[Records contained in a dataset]
☆ ☆ ☆ ☆ ☆ ☆ ☆
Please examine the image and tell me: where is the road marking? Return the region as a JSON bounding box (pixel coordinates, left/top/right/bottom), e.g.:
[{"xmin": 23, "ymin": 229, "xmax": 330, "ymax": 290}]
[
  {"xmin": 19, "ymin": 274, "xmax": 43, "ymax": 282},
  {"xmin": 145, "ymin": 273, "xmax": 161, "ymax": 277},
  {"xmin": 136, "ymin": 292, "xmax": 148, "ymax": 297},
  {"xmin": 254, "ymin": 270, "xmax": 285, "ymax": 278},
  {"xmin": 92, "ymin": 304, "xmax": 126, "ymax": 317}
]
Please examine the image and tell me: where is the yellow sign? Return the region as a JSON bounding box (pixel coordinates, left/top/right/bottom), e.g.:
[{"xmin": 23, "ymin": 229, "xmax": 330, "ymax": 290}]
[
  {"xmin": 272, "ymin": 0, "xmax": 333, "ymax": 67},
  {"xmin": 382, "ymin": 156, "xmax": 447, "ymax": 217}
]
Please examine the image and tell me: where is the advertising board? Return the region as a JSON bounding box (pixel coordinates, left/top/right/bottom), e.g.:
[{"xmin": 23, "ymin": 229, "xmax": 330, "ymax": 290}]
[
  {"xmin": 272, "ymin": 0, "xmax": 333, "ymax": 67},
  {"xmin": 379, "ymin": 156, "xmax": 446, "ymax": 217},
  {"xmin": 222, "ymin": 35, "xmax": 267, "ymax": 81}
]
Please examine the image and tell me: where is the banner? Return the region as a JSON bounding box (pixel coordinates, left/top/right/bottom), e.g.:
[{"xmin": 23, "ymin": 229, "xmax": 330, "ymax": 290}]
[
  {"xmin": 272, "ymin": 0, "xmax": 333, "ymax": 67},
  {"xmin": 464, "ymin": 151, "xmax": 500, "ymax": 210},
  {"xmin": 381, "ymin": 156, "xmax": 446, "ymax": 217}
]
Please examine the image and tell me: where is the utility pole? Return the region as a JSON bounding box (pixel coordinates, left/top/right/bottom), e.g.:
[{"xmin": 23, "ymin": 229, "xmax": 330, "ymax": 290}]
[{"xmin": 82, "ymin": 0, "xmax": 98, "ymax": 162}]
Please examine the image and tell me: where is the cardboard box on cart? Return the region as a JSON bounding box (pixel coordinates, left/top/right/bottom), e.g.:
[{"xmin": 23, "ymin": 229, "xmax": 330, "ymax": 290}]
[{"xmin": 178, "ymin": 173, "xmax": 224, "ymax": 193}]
☆ ☆ ☆ ☆ ☆ ☆ ☆
● Exercise instructions:
Give back, exactly and with nothing added, the lines from the line containing "Please examine the image and tell me: where is the cardboard" through the final line of the records above, both of them included.

● Answer to this task:
Please examine the image and tell me: where is the cardboard box on cart? Return the region as a JSON bounding box (pixel coordinates, left/top/right/bottom), e.g.:
[{"xmin": 23, "ymin": 229, "xmax": 330, "ymax": 290}]
[{"xmin": 178, "ymin": 173, "xmax": 224, "ymax": 193}]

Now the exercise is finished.